── Dataset entries ──

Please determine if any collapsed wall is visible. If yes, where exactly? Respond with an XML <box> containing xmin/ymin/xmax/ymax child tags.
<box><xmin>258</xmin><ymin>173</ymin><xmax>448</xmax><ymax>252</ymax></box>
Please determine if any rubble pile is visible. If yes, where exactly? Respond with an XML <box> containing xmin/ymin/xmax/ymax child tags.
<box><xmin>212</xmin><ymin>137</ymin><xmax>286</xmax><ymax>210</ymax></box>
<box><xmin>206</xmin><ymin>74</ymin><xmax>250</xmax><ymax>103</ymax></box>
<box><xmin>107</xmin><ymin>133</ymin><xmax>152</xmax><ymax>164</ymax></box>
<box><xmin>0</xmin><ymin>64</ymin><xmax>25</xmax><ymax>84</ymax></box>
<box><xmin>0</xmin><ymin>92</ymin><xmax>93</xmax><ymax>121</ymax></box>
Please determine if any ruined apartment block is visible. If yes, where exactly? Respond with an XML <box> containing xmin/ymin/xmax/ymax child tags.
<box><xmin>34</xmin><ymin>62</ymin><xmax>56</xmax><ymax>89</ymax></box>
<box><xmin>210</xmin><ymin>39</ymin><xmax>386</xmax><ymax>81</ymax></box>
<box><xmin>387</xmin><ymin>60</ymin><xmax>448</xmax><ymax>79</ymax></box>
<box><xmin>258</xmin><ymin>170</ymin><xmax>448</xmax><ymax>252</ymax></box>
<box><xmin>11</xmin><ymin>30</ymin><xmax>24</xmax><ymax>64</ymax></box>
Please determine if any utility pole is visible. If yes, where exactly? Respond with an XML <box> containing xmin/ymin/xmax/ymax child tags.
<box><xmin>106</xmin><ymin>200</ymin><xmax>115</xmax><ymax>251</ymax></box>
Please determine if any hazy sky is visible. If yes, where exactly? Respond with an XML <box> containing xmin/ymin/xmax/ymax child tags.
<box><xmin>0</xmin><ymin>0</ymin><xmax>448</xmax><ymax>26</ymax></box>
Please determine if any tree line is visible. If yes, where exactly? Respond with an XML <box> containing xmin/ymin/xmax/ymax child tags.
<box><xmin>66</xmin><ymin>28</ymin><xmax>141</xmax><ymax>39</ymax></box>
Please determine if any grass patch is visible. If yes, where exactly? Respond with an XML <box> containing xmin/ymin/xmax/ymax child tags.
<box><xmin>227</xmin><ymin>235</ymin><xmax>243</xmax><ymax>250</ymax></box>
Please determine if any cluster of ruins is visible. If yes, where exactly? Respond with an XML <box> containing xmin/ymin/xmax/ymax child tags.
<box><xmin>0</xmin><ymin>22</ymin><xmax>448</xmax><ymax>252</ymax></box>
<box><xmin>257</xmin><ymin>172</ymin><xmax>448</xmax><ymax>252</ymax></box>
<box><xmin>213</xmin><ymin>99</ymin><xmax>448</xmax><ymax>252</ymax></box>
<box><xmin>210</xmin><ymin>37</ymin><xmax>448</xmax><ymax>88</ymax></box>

───

Exercise:
Give back all the records exactly as they stand.

Output of the exercise:
Please determine if any collapsed wall is visible. If yes, where exactly? Respond with an XML <box> containing xmin/ymin/xmax/ymax child tags.
<box><xmin>258</xmin><ymin>173</ymin><xmax>448</xmax><ymax>252</ymax></box>
Please determine if any rubble pile is visible. If yes, where exactly? Respond with an XML <box> containing xmin/ymin/xmax/ymax child tags.
<box><xmin>212</xmin><ymin>137</ymin><xmax>286</xmax><ymax>210</ymax></box>
<box><xmin>206</xmin><ymin>74</ymin><xmax>250</xmax><ymax>103</ymax></box>
<box><xmin>107</xmin><ymin>133</ymin><xmax>152</xmax><ymax>164</ymax></box>
<box><xmin>0</xmin><ymin>64</ymin><xmax>25</xmax><ymax>84</ymax></box>
<box><xmin>0</xmin><ymin>92</ymin><xmax>93</xmax><ymax>121</ymax></box>
Please determine if any ruined apartment block is visible. If yes, where exactly? Respond with an XML <box> containing xmin/ymin/xmax/ymax child tags.
<box><xmin>34</xmin><ymin>62</ymin><xmax>56</xmax><ymax>89</ymax></box>
<box><xmin>210</xmin><ymin>39</ymin><xmax>386</xmax><ymax>81</ymax></box>
<box><xmin>387</xmin><ymin>60</ymin><xmax>448</xmax><ymax>79</ymax></box>
<box><xmin>258</xmin><ymin>170</ymin><xmax>448</xmax><ymax>252</ymax></box>
<box><xmin>11</xmin><ymin>30</ymin><xmax>24</xmax><ymax>64</ymax></box>
Please determine if any utility pole is visible. If yes, where exactly? Respond with an XML <box> containing xmin/ymin/xmax/ymax child tags.
<box><xmin>106</xmin><ymin>200</ymin><xmax>115</xmax><ymax>251</ymax></box>
Please determine if any hazy sky is visible. If yes, where exactly? Respond with an XML <box> containing xmin/ymin/xmax/ymax child tags.
<box><xmin>0</xmin><ymin>0</ymin><xmax>448</xmax><ymax>26</ymax></box>
Please determine if any tree line is visible. If yes, where exactly? Respond with an XML <box> containing xmin/ymin/xmax/ymax child tags.
<box><xmin>66</xmin><ymin>28</ymin><xmax>141</xmax><ymax>39</ymax></box>
Please determine if any grass patch is visible. If yes, where exactly? Respond with an XML <box> containing xmin/ymin/xmax/ymax child tags.
<box><xmin>227</xmin><ymin>235</ymin><xmax>243</xmax><ymax>250</ymax></box>
Please determine if any cluster of ruins is visible. If yes, where exactly? Respond with an XML <box> containing xmin/ymin/xmax/ymax child tags.
<box><xmin>0</xmin><ymin>22</ymin><xmax>448</xmax><ymax>252</ymax></box>
<box><xmin>257</xmin><ymin>172</ymin><xmax>448</xmax><ymax>252</ymax></box>
<box><xmin>213</xmin><ymin>99</ymin><xmax>448</xmax><ymax>252</ymax></box>
<box><xmin>210</xmin><ymin>37</ymin><xmax>448</xmax><ymax>88</ymax></box>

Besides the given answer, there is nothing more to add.